- [Supplied text]:

········



"As a first line of defense, many plants exposed to toxic concentrations of metal ions attempt to prevent or reduce uptake into root cells by restricting metal ions to the apoplast, binding them to the cell wall or to cellular exudates, or by inhibiting long distance transport. If this fails, metals already in the cell are addressed using a range of storage and detoxification strategies, including metal transport, chelation, trafficking, and sequestration into the vacuole. When these options are exhausted, plants activate oxidative stress defense mechanisms and the synthesis of stress-related proteins and signaling molecules, such as heat shock proteins, hormones, and reactive oxygen species." (Manara 2012:27).

"The response to heavy metal stress involves a complicated signal transduction network that is activated by sensing the heavy metal, and is characterized by the synthesis of stress-related proteins and signaling molecules, and finally the transcriptional activation of specific metal-responsive genes to counteract the stress. The relevant signal transduction pathways include the Ca-calmodulin system, hormones, ROS signaling, and the mitogen-activated protein kinase (MAPK) phosphorylation cascade, which converge by activating the above- mentioned stress-related genes. Different signaling pathways may be used to respond to different heavy metals...Excess heavy metals modify the stability of Ca channels, thus increasing calcium flux into the cell. Intracellular Ca is a secondary messenger, which interacts with calmodulin to propagate the signal and ultimately to regulate downstream genes involved in heavy metal transport, metabolism, and tolerance." (Manara 2012:28).

"One of the major roles of root exudates is to chelate metals and to prevent their uptake inside the cells. For example, Ni-chelating histidine and citrate are present in root exudates and these reduce the uptake of Ni from soil." (Manara 2012:30)

"The cell wall can play a key role in the immobilization of toxic heavy metal ions by providing pectic sites and hystidyl groups, and extra-cellular carbohydrates such as callose and mucilage, and thus prevents heavy metals uptake into the cytosol." (Manara 2012:31).

········

- [What is expected]: Please name the two substances in root exudates that, according to the passages on plant responses to heavy metals, reduce nickel uptake from soil. The items that come next are separate material, unrelated to the passages on plant responses to heavy metals.

(Annotated photo localization data)
········

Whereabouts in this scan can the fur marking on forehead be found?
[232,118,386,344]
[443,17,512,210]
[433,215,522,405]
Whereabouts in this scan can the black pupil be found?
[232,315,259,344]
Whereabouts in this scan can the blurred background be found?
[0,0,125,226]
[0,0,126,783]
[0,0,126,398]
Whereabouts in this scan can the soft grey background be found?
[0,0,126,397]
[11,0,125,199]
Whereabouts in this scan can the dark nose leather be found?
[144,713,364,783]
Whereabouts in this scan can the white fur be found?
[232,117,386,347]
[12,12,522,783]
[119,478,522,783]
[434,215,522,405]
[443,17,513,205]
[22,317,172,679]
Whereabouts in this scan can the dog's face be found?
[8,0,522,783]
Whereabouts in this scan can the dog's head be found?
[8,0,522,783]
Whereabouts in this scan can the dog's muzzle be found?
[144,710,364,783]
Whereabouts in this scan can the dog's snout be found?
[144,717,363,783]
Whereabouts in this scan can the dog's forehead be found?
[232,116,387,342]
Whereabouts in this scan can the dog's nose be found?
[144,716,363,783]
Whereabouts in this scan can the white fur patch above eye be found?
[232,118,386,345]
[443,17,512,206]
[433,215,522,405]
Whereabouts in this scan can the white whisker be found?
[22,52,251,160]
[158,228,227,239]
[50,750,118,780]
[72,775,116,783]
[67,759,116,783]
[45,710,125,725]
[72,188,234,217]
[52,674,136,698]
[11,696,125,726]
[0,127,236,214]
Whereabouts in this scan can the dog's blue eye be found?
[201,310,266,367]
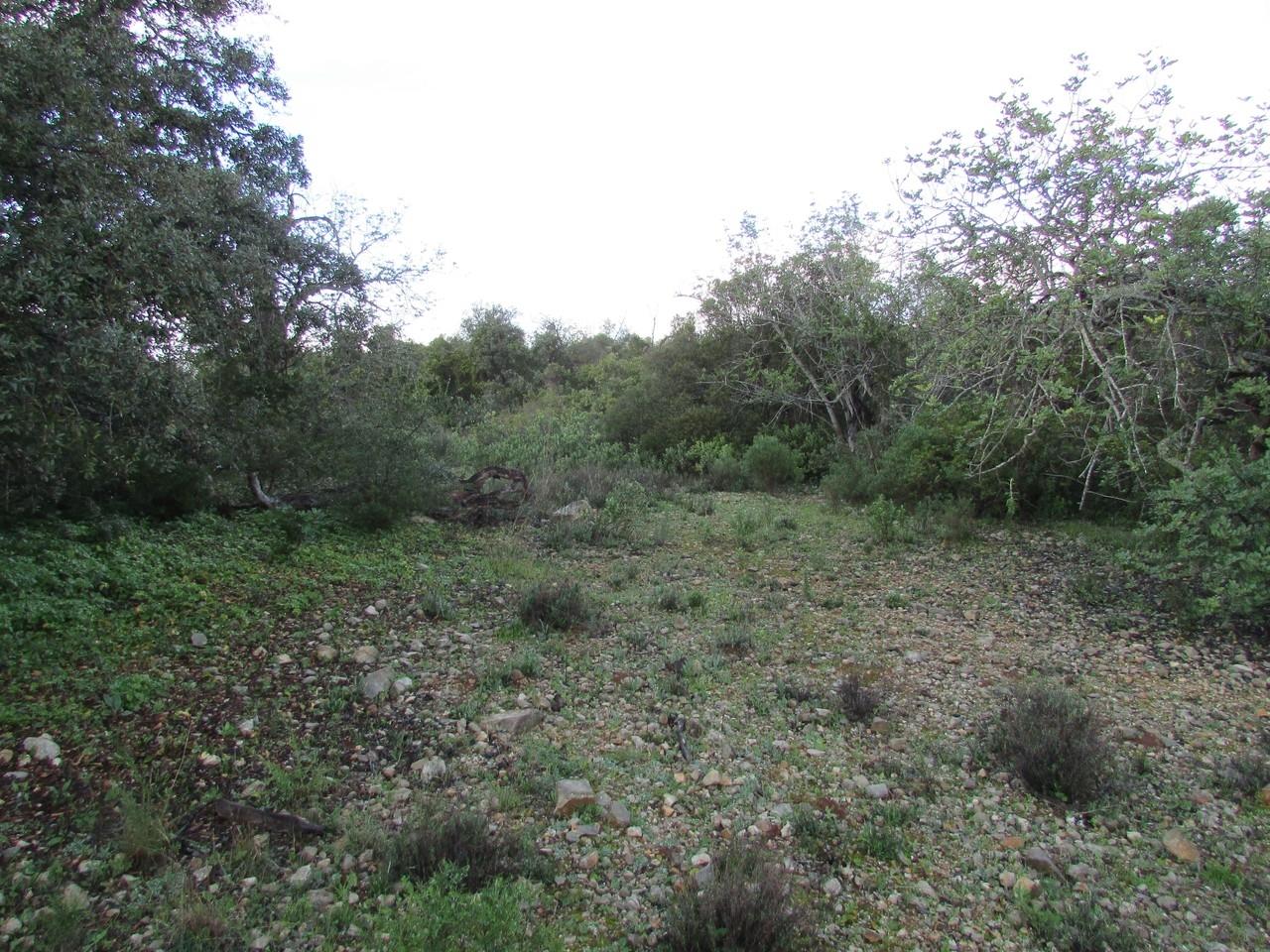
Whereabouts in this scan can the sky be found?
[244,0,1270,340]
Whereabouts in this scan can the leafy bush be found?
[661,843,803,952]
[1125,456,1270,629]
[865,496,908,545]
[521,581,597,631]
[742,436,803,493]
[831,674,881,724]
[985,681,1111,803]
[389,812,531,892]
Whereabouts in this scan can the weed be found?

········

- [Solution to the problem]: Ni-chelating histidine and citrate.